____ DATA ROWS

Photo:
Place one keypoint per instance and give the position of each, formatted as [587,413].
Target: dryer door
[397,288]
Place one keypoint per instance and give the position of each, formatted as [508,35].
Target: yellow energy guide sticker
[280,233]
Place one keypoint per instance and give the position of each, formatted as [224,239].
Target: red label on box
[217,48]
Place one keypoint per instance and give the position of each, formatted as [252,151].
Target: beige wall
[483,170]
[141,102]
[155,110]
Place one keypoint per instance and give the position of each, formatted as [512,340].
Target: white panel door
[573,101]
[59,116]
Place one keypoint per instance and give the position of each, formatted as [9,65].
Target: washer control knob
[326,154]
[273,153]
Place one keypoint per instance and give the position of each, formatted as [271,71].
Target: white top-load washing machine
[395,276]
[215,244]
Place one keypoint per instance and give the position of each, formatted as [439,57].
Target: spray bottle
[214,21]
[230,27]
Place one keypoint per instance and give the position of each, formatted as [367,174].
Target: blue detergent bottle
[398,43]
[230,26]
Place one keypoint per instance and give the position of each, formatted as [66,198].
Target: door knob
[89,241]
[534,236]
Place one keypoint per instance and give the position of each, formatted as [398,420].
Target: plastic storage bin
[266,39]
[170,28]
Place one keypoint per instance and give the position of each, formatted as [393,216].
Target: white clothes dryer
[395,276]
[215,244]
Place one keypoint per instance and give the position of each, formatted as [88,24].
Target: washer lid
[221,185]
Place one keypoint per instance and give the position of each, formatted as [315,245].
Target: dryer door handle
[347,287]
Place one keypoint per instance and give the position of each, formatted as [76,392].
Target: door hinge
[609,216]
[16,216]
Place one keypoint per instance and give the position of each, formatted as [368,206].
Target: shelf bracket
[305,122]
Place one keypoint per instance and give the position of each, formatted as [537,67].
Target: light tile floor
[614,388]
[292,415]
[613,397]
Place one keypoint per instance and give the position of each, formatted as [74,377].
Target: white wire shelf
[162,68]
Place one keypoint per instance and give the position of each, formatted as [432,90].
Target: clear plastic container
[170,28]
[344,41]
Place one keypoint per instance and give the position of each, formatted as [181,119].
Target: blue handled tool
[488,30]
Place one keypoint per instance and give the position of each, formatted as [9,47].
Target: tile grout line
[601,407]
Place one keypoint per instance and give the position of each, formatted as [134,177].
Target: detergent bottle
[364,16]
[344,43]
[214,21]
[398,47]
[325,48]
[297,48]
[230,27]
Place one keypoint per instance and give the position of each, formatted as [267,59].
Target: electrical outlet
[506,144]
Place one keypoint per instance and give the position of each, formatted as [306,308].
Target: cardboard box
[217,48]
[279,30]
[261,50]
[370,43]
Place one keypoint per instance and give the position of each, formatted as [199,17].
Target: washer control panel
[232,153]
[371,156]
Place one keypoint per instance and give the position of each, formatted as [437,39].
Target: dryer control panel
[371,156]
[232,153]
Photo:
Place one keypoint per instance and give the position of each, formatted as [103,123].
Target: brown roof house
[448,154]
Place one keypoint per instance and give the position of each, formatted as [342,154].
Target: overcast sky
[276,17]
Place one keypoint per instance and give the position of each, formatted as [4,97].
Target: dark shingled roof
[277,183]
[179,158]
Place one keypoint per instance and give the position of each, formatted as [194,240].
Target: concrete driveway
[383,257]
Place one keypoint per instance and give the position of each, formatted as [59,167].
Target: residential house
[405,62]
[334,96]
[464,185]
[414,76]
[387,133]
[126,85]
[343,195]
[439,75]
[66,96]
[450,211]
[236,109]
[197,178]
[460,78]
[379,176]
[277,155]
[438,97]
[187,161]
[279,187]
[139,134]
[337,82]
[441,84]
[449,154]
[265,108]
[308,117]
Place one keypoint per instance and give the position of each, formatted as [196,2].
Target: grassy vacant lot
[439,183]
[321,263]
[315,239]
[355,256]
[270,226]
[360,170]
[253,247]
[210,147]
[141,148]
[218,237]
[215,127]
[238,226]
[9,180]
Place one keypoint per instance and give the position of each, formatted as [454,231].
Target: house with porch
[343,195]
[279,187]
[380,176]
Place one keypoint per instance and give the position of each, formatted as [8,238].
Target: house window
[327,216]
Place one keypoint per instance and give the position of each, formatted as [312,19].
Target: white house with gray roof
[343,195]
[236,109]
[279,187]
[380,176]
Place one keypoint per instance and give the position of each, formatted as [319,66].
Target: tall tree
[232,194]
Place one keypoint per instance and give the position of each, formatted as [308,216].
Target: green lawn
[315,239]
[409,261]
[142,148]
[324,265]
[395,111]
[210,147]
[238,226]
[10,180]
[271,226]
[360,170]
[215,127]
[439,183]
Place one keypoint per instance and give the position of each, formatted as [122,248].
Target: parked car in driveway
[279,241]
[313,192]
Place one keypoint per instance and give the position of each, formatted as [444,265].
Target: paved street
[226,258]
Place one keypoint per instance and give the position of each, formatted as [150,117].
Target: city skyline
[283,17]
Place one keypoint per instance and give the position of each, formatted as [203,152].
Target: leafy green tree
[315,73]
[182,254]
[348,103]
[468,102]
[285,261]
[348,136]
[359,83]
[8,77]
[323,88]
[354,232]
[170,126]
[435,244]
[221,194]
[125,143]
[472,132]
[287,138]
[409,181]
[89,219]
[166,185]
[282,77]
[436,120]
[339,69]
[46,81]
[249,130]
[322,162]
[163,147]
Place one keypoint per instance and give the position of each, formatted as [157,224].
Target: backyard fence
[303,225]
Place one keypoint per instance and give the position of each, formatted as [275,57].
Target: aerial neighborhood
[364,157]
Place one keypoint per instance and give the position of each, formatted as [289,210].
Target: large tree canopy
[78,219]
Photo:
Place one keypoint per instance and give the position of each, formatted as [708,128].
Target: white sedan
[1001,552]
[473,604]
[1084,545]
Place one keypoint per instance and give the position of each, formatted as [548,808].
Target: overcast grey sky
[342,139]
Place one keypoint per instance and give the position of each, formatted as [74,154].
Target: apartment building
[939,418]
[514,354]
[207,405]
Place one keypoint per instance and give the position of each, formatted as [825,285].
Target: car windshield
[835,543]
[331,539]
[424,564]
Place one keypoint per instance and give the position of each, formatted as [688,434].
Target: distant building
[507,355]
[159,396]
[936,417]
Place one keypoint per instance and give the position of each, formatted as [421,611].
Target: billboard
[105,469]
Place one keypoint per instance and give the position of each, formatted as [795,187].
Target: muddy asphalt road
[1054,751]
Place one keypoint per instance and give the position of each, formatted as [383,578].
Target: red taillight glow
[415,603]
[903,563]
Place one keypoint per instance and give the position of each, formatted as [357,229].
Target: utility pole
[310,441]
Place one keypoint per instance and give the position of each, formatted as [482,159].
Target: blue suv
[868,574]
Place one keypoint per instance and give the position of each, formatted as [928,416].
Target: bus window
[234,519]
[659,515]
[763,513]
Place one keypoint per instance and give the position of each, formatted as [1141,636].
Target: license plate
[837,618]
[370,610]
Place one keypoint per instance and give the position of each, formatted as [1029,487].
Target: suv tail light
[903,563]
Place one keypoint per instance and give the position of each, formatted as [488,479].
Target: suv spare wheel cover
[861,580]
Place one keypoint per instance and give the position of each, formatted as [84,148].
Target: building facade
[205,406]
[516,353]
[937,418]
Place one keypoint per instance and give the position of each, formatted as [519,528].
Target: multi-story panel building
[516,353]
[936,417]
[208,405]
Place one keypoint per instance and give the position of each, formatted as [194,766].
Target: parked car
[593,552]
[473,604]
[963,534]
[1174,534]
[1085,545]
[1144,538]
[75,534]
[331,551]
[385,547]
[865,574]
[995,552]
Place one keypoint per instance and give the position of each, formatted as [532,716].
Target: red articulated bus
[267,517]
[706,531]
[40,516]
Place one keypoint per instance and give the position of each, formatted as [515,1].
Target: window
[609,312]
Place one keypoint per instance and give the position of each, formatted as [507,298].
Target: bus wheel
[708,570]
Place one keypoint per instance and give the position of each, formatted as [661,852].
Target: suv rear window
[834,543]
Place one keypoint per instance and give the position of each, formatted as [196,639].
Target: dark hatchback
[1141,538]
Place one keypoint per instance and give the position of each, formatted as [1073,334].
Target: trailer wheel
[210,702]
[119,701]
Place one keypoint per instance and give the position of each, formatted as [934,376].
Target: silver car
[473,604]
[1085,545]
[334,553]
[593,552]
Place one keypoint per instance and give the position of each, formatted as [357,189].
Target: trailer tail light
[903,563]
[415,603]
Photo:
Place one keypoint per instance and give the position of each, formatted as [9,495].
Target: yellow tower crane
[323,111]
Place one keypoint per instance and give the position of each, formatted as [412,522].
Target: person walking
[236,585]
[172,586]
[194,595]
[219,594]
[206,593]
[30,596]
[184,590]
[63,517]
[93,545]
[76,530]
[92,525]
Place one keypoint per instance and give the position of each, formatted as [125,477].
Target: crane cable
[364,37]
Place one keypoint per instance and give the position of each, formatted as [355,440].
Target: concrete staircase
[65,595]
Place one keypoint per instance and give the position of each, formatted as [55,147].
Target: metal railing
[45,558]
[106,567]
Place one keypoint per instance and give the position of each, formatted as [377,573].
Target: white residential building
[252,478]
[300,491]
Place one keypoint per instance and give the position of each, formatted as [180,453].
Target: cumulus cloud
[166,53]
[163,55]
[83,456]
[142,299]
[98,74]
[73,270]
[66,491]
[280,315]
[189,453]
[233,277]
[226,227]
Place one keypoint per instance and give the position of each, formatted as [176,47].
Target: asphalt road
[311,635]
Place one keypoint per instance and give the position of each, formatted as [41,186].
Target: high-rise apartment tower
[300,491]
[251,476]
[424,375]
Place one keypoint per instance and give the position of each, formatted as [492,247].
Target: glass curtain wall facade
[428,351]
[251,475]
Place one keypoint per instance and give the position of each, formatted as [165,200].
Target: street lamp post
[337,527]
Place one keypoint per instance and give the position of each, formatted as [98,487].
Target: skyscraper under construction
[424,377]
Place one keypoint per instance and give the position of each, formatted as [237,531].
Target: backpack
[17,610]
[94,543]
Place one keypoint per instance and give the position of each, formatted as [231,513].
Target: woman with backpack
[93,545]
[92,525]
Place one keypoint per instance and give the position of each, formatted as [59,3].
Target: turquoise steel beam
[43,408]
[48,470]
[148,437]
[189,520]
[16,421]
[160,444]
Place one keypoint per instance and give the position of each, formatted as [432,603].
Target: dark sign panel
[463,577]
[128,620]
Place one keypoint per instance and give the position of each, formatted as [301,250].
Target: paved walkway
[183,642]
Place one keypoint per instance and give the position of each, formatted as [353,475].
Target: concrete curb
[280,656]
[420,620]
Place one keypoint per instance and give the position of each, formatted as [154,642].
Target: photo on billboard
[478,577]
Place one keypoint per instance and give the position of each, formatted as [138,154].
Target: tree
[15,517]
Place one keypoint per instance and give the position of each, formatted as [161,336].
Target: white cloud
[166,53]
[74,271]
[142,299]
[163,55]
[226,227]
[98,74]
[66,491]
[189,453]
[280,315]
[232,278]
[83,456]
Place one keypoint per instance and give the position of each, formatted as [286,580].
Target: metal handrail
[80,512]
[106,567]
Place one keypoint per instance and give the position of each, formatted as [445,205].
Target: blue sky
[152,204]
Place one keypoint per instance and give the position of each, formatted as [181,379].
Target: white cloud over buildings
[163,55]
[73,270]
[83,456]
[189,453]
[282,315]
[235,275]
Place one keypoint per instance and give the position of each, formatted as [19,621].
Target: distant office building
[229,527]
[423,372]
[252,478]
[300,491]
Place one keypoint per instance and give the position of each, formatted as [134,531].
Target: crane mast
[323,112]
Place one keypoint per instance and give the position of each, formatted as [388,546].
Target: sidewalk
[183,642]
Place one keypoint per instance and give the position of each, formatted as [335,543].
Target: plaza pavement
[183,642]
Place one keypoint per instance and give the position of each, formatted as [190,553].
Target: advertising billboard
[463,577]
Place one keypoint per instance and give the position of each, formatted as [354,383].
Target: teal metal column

________

EXERCISE INSTRUCTIONS
Turn the lines of the data, from the line containing "formatted as [19,621]." through the end of the data, inclusive, into a numbered list, omitting any blank lines.

THE OUTPUT
1. Place one keypoint per instance and give the position of each, formatted as [19,621].
2. Target: distant office building
3. [229,527]
4. [423,372]
5. [252,478]
6. [300,491]
7. Place one keypoint per instance and give the position of each, formatted as [134,531].
8. Target: crane mast
9. [323,112]
10. Place one keypoint per instance and give the position of each, formatted as [388,546].
11. Target: sidewalk
12. [183,642]
13. Place one keypoint per instance and give the position of each, formatted as [335,543].
14. Target: plaza pavement
15. [183,642]
16. Place one keypoint per instance and give the position of each, formatted as [190,553].
17. Target: advertising billboard
18. [463,577]
19. Place one keypoint per instance and give the position of each, formatted as [354,383].
20. Target: teal metal column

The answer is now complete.